- _ACTIVITY_: According to the ailake SDK page, what Python version is required?

Skip to main content

Unified tabular + vector storage in a single Iceberg-compatible file

Project description

ailake — AI-Lake Format Python SDK

Unified storage for tabular data, embeddings, and HNSW vector index in a single Parquet-compatible file. 100% Apache Iceberg Spec v2 compatible.

Install

pip install ailake

Requires Python ≥ 3.9. Dependencies: pyarrow >= 14.0, numpy >= 1.24.

Quickstart

Write + search — fluent API (recommended)

import ailake
import numpy as np

# Open or create a table
table = ailake.open_table(
    "./my_table",
    dim=1536,
    metric="cosine",          # cosine | euclidean | dot_product | normalized_cosine
    pre_normalize=True,       # normalize at write time; enables fast 1-dot(a,b) path
    hnsw_m=16,                # HNSW connections per node (default 16)
    hnsw_ef_construction=150,
)

texts = ["Document about AI", "Another document"]
embeddings = np.random.rand(2, 1536).astype(np.float32)

table.insert(texts, embeddings)   # accepts list or numpy array
snapshot_id = table.commit()

# Pointer-only search (default — backward-compatible)
df      = table.search(embeddings[0], top_k=10).to_pandas()   # row_id, distance, file
lf      = table.search(embeddings[0]).limit(5).to_polars()
results = table.search(embeddings[0]).to_list()   # list[dict]

# Full row data — all Parquet columns + _distance
df_full = table.search(embeddings[0], top_k=10, fetch_data=True).to_pandas()

Async API

import ailake, asyncio
import numpy as np

async def main():
    table = ailake.open_table("./my_table", dim=1536)
    await table.insert_async(texts, embeddings)
    await table.commit_async()

    # fluent async chain
    df = await table.search(query_vec).limit(10).to_pandas_async()

    # parallel searches via asyncio.gather
    r1, r2 = await asyncio.gather(
        table.search(q1).to_list_async(),
        table.search(q2).to_list_async(),
    )

asyncio.run(main())

Module-level search

import ailake
import numpy as np

query = np.random.rand(1536).astype(np.float32)

df     = ailake.search("./my_table", query, top_k=10).to_pandas()
lf     = ailake.search("./my_table", query).limit(5).to_polars()
items  = ailake.search("./my_table", query).to_list()

Point localization data:
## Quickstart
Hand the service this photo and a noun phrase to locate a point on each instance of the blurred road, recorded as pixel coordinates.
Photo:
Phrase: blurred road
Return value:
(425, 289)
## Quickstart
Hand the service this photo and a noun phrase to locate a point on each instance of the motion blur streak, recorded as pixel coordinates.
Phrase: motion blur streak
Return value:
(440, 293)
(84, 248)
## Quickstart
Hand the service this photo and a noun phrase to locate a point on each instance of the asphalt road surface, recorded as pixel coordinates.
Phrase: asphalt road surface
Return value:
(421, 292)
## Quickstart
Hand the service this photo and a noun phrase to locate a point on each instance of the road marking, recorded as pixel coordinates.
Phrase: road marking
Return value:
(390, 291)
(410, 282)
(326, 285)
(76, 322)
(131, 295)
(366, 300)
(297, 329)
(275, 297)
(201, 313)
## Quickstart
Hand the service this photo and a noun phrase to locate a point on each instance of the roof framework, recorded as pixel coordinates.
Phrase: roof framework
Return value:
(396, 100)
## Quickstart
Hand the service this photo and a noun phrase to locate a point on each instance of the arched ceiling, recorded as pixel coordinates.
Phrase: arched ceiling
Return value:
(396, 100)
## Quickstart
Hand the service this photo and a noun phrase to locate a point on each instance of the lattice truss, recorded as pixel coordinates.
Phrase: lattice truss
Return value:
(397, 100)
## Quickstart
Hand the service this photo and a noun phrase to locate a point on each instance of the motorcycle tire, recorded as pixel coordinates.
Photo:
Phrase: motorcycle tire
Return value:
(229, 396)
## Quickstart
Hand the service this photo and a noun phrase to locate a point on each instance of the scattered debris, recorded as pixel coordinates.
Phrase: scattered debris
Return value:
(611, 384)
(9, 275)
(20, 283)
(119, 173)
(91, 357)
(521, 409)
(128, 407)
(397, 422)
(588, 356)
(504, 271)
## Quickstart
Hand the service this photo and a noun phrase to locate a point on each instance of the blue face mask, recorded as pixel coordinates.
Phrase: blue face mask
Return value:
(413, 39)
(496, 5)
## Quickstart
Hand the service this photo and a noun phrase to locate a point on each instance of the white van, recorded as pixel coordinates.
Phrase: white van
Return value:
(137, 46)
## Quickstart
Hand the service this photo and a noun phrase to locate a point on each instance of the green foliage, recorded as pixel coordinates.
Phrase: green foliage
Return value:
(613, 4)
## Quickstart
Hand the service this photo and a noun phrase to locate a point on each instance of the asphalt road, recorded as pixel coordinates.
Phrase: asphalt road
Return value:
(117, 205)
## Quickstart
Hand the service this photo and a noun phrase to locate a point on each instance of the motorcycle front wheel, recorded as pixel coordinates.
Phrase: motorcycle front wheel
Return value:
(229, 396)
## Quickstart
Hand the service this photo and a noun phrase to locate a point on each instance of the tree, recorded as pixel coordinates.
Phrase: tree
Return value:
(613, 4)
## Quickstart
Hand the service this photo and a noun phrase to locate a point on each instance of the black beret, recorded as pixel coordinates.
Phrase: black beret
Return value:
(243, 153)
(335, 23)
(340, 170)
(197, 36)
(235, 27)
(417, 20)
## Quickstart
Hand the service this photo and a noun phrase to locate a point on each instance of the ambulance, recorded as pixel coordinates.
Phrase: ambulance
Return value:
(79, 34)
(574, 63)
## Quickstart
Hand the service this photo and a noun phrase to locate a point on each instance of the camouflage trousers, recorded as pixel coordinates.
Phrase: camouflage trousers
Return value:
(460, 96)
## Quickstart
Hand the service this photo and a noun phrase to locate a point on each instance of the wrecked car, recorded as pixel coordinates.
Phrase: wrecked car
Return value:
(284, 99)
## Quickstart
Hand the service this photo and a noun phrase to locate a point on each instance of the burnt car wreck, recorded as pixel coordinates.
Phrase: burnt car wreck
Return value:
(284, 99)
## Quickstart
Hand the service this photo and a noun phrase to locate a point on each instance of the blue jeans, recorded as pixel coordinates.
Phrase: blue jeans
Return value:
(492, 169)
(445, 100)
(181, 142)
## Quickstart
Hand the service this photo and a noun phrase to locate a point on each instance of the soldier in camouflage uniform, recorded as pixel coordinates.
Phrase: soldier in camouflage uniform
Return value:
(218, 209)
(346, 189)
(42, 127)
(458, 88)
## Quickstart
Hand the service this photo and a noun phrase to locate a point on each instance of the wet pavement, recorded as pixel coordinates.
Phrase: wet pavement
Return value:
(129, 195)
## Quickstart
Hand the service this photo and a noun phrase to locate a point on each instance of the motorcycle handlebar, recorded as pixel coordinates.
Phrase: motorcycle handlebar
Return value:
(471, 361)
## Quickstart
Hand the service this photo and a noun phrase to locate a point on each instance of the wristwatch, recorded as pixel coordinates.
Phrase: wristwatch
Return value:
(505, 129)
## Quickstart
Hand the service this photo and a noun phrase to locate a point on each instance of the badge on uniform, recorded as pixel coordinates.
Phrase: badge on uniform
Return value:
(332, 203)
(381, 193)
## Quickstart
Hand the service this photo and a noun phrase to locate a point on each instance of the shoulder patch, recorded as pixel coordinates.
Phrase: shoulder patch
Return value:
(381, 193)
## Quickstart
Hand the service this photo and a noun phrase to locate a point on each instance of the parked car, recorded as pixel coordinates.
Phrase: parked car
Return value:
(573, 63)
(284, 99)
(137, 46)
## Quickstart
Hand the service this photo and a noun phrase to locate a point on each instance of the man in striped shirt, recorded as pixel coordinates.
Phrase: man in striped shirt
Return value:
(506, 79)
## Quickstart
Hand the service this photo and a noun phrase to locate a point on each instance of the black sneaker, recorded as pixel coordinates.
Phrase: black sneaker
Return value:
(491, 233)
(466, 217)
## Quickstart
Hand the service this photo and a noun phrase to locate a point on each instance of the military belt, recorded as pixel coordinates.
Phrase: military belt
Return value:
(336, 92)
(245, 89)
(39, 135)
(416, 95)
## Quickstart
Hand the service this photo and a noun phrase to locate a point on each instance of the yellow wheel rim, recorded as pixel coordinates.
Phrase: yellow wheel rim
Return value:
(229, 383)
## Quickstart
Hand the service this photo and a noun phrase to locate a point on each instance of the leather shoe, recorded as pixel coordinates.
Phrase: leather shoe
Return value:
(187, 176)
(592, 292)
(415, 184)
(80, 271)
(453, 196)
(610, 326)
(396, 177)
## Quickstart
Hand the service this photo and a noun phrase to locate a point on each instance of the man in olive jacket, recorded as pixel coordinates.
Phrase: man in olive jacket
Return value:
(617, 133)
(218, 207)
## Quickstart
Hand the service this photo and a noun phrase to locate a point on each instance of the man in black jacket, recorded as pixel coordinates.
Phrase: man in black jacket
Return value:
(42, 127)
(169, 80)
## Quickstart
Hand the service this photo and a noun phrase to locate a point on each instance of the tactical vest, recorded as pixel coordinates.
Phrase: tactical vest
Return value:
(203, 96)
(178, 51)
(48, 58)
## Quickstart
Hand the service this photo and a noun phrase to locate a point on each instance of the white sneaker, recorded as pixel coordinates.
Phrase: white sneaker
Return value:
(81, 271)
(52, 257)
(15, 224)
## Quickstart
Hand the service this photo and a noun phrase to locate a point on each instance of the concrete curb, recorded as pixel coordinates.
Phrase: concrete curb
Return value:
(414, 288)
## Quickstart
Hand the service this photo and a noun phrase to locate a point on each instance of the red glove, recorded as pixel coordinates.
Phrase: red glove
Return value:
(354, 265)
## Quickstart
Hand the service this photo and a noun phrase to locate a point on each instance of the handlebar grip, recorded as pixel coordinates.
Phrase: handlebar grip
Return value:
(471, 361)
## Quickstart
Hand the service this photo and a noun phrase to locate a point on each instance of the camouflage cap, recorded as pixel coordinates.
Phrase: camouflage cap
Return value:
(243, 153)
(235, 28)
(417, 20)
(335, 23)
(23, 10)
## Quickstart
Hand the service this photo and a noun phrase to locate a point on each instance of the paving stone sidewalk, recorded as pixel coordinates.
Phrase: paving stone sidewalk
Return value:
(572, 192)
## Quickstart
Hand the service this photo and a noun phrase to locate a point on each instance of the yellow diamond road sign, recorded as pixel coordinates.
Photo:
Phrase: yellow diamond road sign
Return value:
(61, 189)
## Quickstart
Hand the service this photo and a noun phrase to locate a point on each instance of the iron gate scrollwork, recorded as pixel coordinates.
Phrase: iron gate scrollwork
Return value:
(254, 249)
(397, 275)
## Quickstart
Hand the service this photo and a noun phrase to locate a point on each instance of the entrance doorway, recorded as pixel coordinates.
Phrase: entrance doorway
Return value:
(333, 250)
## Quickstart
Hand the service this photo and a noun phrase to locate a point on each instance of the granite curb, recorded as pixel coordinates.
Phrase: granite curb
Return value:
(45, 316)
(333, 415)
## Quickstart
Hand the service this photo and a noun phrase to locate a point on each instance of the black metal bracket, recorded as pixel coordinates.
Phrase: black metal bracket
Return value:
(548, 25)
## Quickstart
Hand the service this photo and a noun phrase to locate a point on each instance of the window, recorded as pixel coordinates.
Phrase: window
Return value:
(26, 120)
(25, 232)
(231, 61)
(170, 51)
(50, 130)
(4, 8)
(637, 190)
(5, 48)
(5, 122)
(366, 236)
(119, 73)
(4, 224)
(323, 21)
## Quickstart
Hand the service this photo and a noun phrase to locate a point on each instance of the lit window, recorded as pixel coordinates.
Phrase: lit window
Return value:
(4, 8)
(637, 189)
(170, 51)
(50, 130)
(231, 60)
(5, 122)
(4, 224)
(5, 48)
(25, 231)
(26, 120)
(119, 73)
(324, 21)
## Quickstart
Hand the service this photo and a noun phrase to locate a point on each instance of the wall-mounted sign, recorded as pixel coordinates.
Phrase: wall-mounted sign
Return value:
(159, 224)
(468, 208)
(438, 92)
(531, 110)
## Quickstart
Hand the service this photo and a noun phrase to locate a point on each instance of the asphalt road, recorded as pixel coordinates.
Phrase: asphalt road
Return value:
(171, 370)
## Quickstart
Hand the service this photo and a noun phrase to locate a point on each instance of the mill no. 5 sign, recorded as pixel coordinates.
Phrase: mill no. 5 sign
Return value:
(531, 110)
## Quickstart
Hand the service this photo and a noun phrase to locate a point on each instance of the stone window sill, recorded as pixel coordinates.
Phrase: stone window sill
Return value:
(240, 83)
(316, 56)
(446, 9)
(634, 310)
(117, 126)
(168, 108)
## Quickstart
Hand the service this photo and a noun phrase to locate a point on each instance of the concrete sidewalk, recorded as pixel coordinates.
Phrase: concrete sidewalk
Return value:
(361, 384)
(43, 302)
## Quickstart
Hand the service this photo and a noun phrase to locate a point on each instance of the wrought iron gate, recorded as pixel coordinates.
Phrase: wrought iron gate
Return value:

- _EXPECTED ANSWER_: Python 3.9 or later.